# [YOUR INSTRUCTIONS]
Reproduce every line of the data below verbatim, with each character and line break unchanged.

# [INPUT]
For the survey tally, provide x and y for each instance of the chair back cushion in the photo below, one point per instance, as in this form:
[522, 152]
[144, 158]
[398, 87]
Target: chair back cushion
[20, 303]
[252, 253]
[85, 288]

# [SOLUTION FOR THIS PROBLEM]
For the survey tally, provide x and y for each instance of the chair back cushion in the photo below, one point per instance, as in this form:
[522, 152]
[144, 158]
[398, 87]
Target: chair back cushion
[20, 303]
[252, 253]
[85, 288]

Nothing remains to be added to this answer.